Task to complete »
Reproduce verbatim the final portion of the material below, from the line containing "194L110 234L0 339L1" through its last line, and nothing else.

Listed entries »
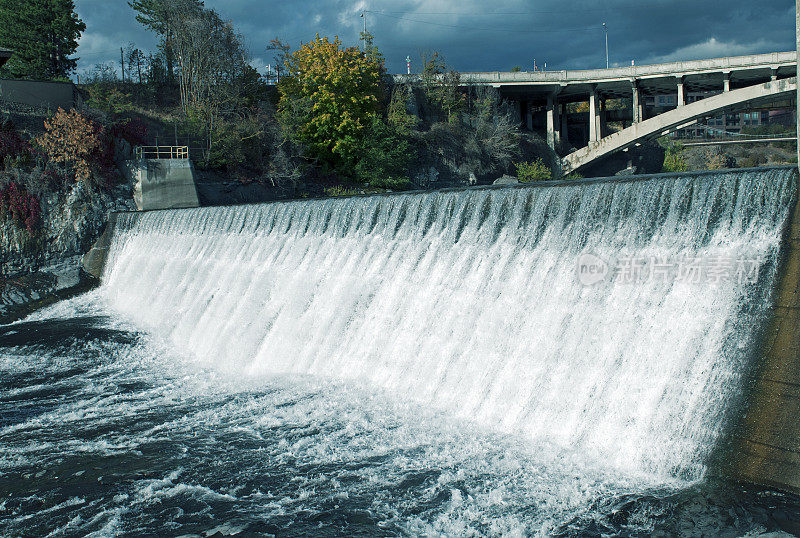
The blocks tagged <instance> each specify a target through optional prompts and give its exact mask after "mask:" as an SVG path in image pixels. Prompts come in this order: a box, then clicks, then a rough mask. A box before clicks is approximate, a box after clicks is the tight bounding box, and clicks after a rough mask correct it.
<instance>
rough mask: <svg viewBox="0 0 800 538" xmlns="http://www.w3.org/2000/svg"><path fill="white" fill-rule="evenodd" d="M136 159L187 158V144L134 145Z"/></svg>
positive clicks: (164, 158)
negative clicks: (182, 145) (151, 145)
mask: <svg viewBox="0 0 800 538" xmlns="http://www.w3.org/2000/svg"><path fill="white" fill-rule="evenodd" d="M134 155H135V156H136V158H137V159H188V158H189V146H136V148H134Z"/></svg>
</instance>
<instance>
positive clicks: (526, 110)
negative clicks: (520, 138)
mask: <svg viewBox="0 0 800 538" xmlns="http://www.w3.org/2000/svg"><path fill="white" fill-rule="evenodd" d="M520 106H521V107H522V109H523V110H524V111H525V115H524V116H523V120H522V121H524V122H525V127H527V129H528V130H529V131H533V106H531V102H530V101H520Z"/></svg>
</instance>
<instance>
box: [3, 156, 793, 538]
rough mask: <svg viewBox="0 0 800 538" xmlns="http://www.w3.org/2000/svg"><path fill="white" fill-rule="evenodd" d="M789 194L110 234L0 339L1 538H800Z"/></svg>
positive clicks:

Answer section »
rough mask: <svg viewBox="0 0 800 538" xmlns="http://www.w3.org/2000/svg"><path fill="white" fill-rule="evenodd" d="M789 194L110 234L0 339L1 538H800Z"/></svg>
positive clicks:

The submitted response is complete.